- The problem
Leave out the pictures, and reproduce exactly the lines from the line containing "chimney and report the position of each." through the final line of the entries.
###
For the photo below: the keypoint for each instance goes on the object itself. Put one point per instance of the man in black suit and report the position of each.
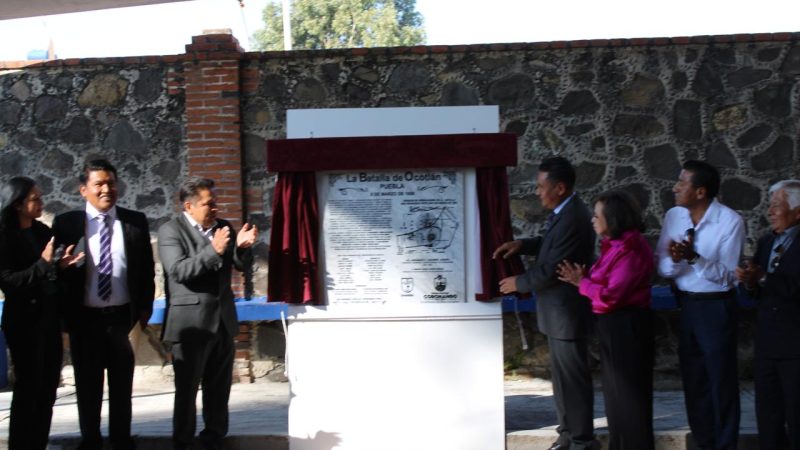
(106, 297)
(773, 277)
(563, 315)
(197, 253)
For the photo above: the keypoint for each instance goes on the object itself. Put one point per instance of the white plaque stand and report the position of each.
(396, 375)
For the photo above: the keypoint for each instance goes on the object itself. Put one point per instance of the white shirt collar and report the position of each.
(194, 223)
(563, 204)
(92, 212)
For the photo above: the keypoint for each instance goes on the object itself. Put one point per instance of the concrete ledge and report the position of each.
(516, 440)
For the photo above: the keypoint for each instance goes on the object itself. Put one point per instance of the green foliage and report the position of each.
(323, 24)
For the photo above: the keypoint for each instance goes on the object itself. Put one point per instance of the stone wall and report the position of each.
(626, 112)
(54, 118)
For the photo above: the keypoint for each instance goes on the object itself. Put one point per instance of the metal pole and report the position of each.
(287, 26)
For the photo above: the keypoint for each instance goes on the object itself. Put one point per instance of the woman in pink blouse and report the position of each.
(618, 285)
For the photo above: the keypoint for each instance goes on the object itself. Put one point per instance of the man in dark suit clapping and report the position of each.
(563, 315)
(773, 277)
(105, 298)
(198, 252)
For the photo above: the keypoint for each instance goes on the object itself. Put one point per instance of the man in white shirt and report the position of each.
(699, 249)
(105, 298)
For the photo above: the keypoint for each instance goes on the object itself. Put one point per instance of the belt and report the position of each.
(108, 310)
(706, 295)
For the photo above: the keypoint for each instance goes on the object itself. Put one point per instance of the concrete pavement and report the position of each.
(259, 414)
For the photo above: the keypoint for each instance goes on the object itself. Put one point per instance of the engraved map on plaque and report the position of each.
(394, 236)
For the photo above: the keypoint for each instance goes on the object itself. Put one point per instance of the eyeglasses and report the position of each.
(776, 261)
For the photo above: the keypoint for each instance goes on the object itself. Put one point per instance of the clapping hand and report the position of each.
(247, 236)
(749, 273)
(571, 273)
(220, 240)
(70, 260)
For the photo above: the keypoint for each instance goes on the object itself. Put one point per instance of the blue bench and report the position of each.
(662, 300)
(258, 308)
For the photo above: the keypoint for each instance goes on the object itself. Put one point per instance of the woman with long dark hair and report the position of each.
(30, 313)
(618, 285)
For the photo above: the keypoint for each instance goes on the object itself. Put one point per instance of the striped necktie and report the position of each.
(549, 222)
(104, 268)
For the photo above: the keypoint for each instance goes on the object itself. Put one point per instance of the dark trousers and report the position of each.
(777, 383)
(707, 353)
(98, 342)
(626, 352)
(205, 360)
(36, 353)
(572, 392)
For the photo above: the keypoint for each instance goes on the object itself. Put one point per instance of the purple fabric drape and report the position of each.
(294, 240)
(293, 256)
(495, 224)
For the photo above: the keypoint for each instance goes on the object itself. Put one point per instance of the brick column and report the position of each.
(211, 71)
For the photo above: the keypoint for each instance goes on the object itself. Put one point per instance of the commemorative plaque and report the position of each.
(394, 236)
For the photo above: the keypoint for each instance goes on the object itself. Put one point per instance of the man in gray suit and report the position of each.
(563, 315)
(198, 254)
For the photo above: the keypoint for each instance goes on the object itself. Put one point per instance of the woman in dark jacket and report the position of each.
(30, 317)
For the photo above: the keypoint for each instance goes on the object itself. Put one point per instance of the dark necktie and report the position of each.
(549, 222)
(104, 267)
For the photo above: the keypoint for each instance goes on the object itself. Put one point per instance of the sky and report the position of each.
(166, 29)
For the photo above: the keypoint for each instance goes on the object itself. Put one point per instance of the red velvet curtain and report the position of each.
(294, 240)
(293, 256)
(495, 224)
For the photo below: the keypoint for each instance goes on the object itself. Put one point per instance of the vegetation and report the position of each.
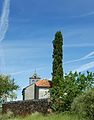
(66, 87)
(7, 86)
(57, 74)
(37, 116)
(84, 105)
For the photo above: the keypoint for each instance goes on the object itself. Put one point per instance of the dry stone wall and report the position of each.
(26, 107)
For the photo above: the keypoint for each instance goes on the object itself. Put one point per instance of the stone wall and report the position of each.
(26, 107)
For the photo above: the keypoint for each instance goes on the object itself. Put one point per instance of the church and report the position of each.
(37, 89)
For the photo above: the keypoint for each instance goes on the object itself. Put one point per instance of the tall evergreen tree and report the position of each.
(57, 57)
(57, 74)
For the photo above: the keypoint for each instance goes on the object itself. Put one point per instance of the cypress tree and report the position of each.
(57, 57)
(57, 73)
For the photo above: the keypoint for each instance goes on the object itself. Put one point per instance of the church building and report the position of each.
(37, 89)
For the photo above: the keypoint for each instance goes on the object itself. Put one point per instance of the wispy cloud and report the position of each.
(27, 71)
(84, 15)
(4, 19)
(88, 56)
(85, 67)
(87, 14)
(80, 45)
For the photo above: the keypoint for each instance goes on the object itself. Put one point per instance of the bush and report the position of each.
(83, 105)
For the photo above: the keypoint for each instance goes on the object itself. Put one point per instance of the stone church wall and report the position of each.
(26, 107)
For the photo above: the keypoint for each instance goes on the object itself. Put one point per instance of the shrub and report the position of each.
(83, 105)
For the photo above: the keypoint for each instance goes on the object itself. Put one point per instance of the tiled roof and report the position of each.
(43, 83)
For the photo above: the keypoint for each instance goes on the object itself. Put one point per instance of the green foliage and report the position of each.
(84, 105)
(57, 74)
(6, 86)
(38, 116)
(75, 84)
(57, 57)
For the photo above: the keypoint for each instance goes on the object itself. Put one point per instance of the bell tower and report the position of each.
(34, 78)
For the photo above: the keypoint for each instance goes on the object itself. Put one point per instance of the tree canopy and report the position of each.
(6, 85)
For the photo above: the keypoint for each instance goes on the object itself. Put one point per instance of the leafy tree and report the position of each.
(75, 84)
(7, 86)
(83, 105)
(57, 74)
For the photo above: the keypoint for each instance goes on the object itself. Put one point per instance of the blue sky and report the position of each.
(31, 25)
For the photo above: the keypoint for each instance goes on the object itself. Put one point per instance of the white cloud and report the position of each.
(85, 67)
(90, 55)
(80, 45)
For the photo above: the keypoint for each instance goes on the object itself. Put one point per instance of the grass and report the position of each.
(37, 116)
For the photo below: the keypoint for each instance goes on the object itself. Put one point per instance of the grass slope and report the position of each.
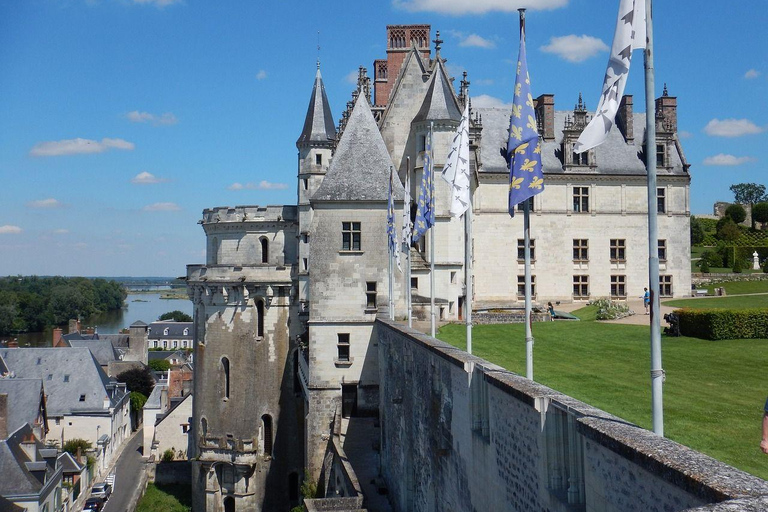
(713, 395)
(166, 498)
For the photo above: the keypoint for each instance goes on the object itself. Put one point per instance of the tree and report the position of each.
(760, 213)
(736, 212)
(176, 316)
(160, 365)
(138, 379)
(697, 232)
(749, 193)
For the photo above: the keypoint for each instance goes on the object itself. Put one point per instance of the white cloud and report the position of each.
(162, 207)
(486, 101)
(146, 178)
(476, 6)
(262, 185)
(45, 203)
(575, 48)
(145, 117)
(727, 160)
(78, 147)
(9, 230)
(731, 128)
(476, 41)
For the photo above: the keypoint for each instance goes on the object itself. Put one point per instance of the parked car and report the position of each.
(95, 504)
(101, 490)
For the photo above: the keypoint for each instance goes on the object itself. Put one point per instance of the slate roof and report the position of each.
(175, 330)
(102, 350)
(615, 156)
(359, 170)
(439, 102)
(318, 124)
(24, 398)
(67, 373)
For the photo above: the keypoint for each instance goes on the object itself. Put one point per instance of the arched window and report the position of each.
(259, 318)
(225, 376)
(266, 429)
(264, 250)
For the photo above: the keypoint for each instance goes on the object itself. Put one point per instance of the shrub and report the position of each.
(724, 324)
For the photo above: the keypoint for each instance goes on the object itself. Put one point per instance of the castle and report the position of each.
(285, 306)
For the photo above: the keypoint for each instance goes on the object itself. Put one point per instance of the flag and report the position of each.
(425, 208)
(526, 178)
(391, 230)
(407, 222)
(629, 36)
(456, 170)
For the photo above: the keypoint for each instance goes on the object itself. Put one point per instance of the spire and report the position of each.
(439, 102)
(318, 125)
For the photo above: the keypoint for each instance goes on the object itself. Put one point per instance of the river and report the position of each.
(146, 307)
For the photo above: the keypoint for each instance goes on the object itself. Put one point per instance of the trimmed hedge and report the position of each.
(724, 324)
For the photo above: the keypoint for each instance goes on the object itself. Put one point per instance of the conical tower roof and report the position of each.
(360, 167)
(439, 103)
(318, 125)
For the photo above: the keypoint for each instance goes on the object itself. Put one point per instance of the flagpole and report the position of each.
(432, 235)
(408, 247)
(657, 373)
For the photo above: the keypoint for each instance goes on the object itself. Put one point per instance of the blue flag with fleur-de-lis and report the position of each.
(526, 178)
(425, 207)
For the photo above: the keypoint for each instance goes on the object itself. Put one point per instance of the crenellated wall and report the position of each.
(459, 433)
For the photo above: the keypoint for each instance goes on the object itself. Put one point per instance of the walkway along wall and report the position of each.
(459, 433)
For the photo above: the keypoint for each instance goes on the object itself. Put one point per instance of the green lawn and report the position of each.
(732, 302)
(713, 395)
(166, 498)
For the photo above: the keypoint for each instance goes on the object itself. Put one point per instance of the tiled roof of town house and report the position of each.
(318, 124)
(175, 330)
(359, 170)
(439, 102)
(615, 156)
(67, 374)
(24, 399)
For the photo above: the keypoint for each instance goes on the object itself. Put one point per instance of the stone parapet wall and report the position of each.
(461, 433)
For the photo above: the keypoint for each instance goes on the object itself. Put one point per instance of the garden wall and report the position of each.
(459, 433)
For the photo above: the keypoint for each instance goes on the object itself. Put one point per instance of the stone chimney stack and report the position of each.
(624, 118)
(545, 115)
(666, 108)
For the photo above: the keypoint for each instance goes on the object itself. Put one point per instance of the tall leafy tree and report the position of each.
(749, 193)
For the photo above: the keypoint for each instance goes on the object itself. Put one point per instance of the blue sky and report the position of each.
(121, 120)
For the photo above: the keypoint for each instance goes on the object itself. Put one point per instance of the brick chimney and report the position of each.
(3, 416)
(666, 108)
(545, 114)
(56, 336)
(624, 118)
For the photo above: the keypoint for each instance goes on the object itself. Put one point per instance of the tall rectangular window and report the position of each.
(521, 249)
(619, 287)
(581, 287)
(342, 346)
(350, 236)
(580, 250)
(370, 295)
(581, 199)
(661, 200)
(618, 250)
(665, 286)
(521, 286)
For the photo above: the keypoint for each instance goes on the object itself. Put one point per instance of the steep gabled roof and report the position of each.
(440, 101)
(360, 167)
(318, 124)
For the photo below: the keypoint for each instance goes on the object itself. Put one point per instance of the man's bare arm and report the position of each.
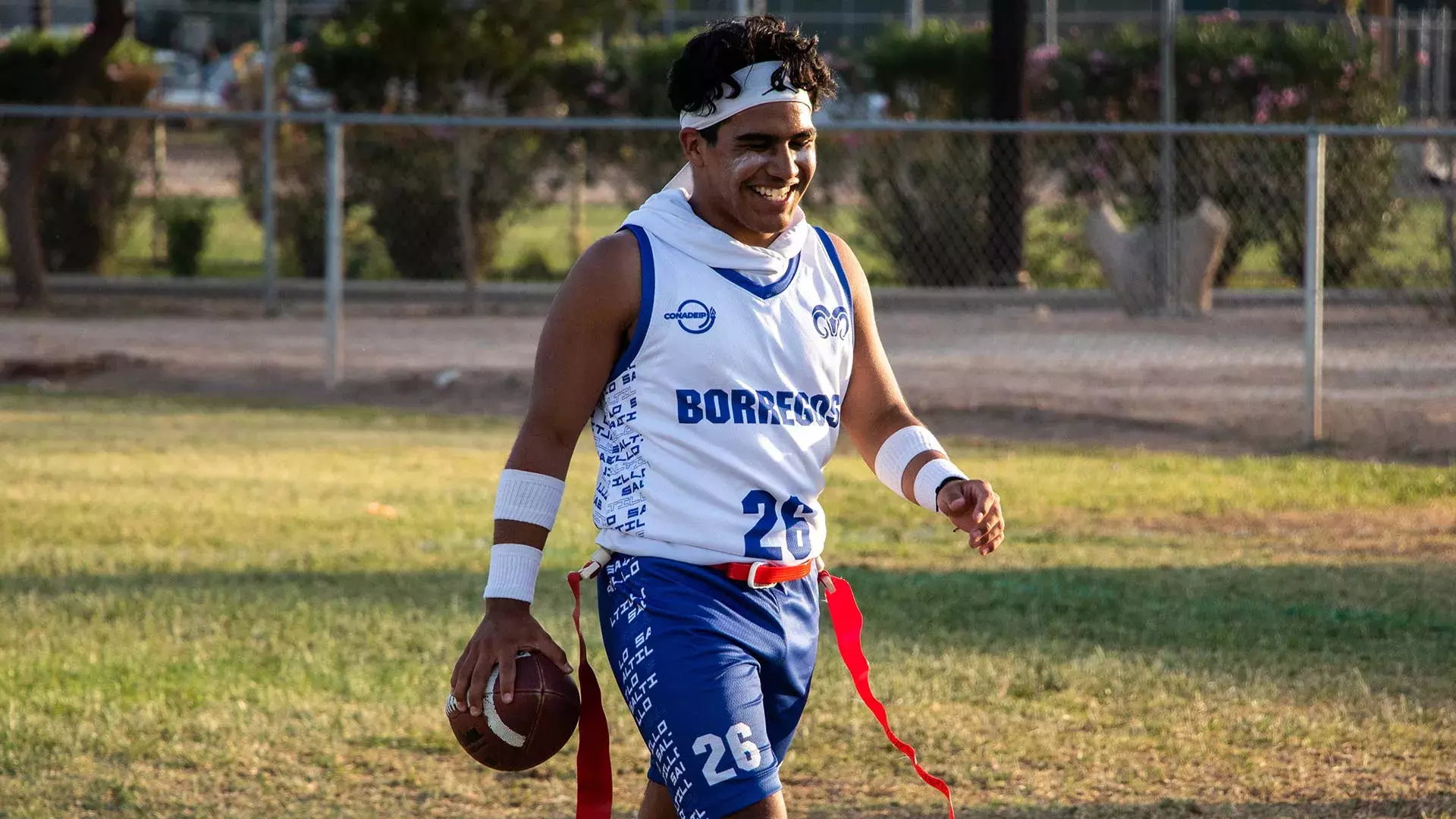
(580, 341)
(584, 334)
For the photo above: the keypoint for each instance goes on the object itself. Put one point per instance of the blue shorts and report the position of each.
(714, 672)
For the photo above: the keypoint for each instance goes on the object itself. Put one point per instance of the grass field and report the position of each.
(200, 618)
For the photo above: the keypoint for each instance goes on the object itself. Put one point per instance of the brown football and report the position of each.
(529, 729)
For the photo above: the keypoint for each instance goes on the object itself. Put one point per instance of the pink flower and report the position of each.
(1044, 53)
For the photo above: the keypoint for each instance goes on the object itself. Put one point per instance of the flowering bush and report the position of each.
(1226, 74)
(86, 191)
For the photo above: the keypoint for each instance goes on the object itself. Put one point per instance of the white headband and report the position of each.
###
- Complete answer
For the photo above: the keypoint for each instance goes on the object itself. Put one point per instance of the brick chimney and report the position of each.
(3, 416)
(666, 108)
(545, 114)
(56, 336)
(624, 118)
For the photo above: the keypoint for each instance goes on the object itself. Put one point per instance of the tall rectangular window and report the position of each.
(521, 249)
(619, 287)
(581, 287)
(342, 346)
(350, 236)
(580, 250)
(370, 295)
(581, 199)
(661, 200)
(618, 250)
(665, 286)
(521, 286)
For the photo above: the keypoint for each instance goes on the object itself. Put one point per instance of the steep gabled roof and report the position of each.
(440, 101)
(360, 167)
(318, 124)
For the photo below: the keypoint for each instance goes on the object itself. Put one point per instance of the man's bare arm and report the position of each.
(580, 341)
(584, 334)
For the photo above: the keypoint for each instance goes on the object itself. Put one point per instance of the blue shorts and report the position of each.
(714, 672)
For the photo above: the keypoint for each instance goes on the object itself. Put one point per instance of the grass field and report the position of each.
(200, 618)
For the photo above: the keypoint for each instance goes on the object itself. Put one point per instance of the brown football and report the position of each.
(529, 729)
For the photo above: the keypoint for each instance goes on the object itself. Put one point per instance of the pink flower and report the position of each.
(1044, 53)
For the photo above: the keypoint for each instance goes on the object itself. Put one point per instance of the flowering bush and report the position of each.
(1226, 74)
(86, 191)
For the photo above: the keypoint for each instance goes on the object itself. Put one point per instance of the white headband and report the position of each.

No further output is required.